Promotional single by Celine Dion

from the album Celine Dion
- Released: July 1993
- Studio: Cove City Sound (New York)
- Genre: Pop
- Length: 4:21
- Label: Columbia
- Songwriters: Seth Swirsky; Arnie Roman;
- Producer: Ric Wake

Music video
- "Did You Give Enough Love" on YouTube

= Did You Give Enough Love =

"Did You Give Enough Love" is a song by Canadian singer Celine Dion from her eleventh studio album, Celine Dion (1992). Written by Seth Swirsky and Arnie Roman, and produced by Ric Wake, it was released as a promotional single in Canada in July 1993. The song entered several Canadian airplay charts, reaching number 17 on the RPM Top Singles, 19 on The Record Contemporary Hit Radio, 23 on the RPM Adult Contemporary, and 25 in Quebec.

* **Exercise inputs**:

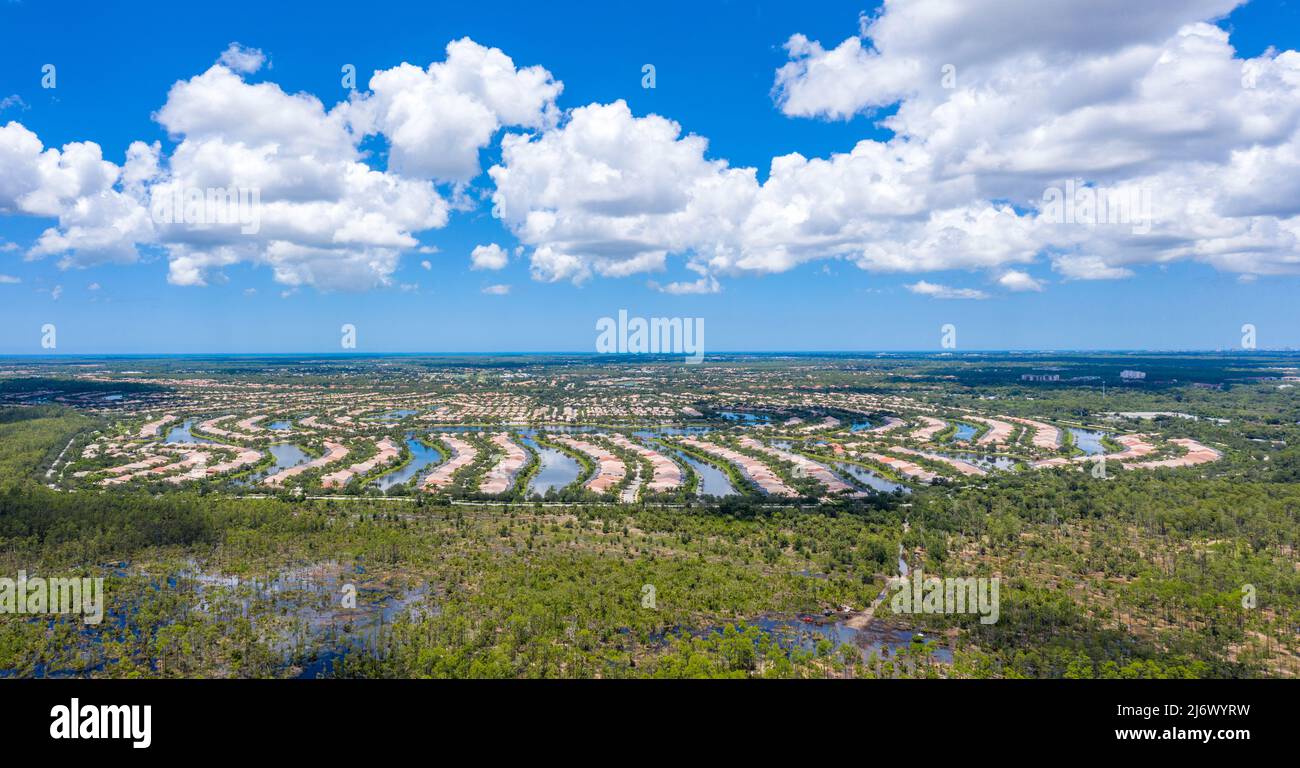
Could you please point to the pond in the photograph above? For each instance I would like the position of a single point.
(1088, 441)
(965, 432)
(713, 481)
(557, 468)
(181, 435)
(870, 478)
(421, 458)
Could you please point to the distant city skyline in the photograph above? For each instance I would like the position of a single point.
(449, 179)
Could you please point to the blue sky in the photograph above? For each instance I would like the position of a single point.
(715, 73)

* **Required actions**:
1. Reproduce the records verbatim, starting at the line that contains "Could you please point to the blue" and ending at the final line of the records.
2. Continue the passage about the song "Did You Give Enough Love" from the point where it stops.

* **Per-task answers**:
1.
Could you please point to the blue sky in the photograph above? For each instance I would like the position of a single point.
(715, 73)

2.
== Background and release ==
"Did You Give Enough Love" was written by Seth Swirsky and Arnie Roman, and produced by Ric Wake. It was issued as a promotional single in Canada from Dion's self‑titled album Celine Dion. The single included two remixes created by Jean-Pierre Isaac.

== Critical reception ==
Billboard described the track as a "beat-laden" pop song. Parry Gettelman of the Orlando Sentinel wrote that Dion "really excels" on the dance‑oriented track, performed in the style of Lisa Stansfield.

== Commercial performance ==
In Canada, "Did You Give Enough Love" debuted on the RPM Top Singles chart on 17 July 1993 and peaked at number 17 on 14 August 1993. It also entered the RPM Adult Contemporary chart on 24 July 1993, reaching number 23 on 31 July 1993. On The Records Contemporary Hit Radio chart, the song peaked at number 19 on 6 September 1993. It also entered the Quebec airplay chart on 7 August 1993, eventually reaching number 25 and spending 15 weeks on the chart.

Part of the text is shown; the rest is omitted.